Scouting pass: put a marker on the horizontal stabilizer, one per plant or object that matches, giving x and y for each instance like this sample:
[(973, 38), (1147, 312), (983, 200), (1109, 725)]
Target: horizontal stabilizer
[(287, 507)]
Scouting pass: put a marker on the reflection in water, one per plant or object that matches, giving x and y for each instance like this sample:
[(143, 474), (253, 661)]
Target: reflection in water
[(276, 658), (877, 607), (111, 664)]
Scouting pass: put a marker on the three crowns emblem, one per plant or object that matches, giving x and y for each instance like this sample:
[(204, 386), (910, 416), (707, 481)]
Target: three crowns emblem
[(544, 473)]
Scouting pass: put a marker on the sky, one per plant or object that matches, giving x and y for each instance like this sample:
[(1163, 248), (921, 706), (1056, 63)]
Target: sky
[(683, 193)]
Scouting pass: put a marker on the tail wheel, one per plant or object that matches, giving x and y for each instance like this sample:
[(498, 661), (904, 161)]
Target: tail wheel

Task statement
Please quote every line of the records above word for word, from the first line through the last.

Solution to this problem
Scouting pass: put a marker on the horizontal stabilizer, one per plant or object that matches, giving x and y for each instance like this sample:
[(973, 38), (1147, 312), (983, 200), (1109, 725)]
Target: horizontal stabilizer
[(287, 507)]
Scouting pass: put a marker on the reflection in water, one per plant or object that matches, giving x and y for each instance like this sample:
[(143, 474), (253, 661)]
Target: reflection in water
[(276, 658), (877, 607), (111, 664)]
Scouting pass: put a marker on the three crowns emblem, one per plant or object that matches, giving x and y for each instance like this sample:
[(204, 386), (910, 416), (707, 481)]
Target: three crowns emblem
[(544, 473)]
Scouting pass: put a marker on the sky, one per plant or object that matches, giving x and y for each instance like this sample:
[(1163, 248), (921, 706), (1056, 63)]
Target: sky
[(683, 193)]
Scouting pass: put a marker on the tail wheel, one per plant or object that matches, giving x and y for each instance like this sample:
[(498, 661), (904, 161)]
Target: tail wheel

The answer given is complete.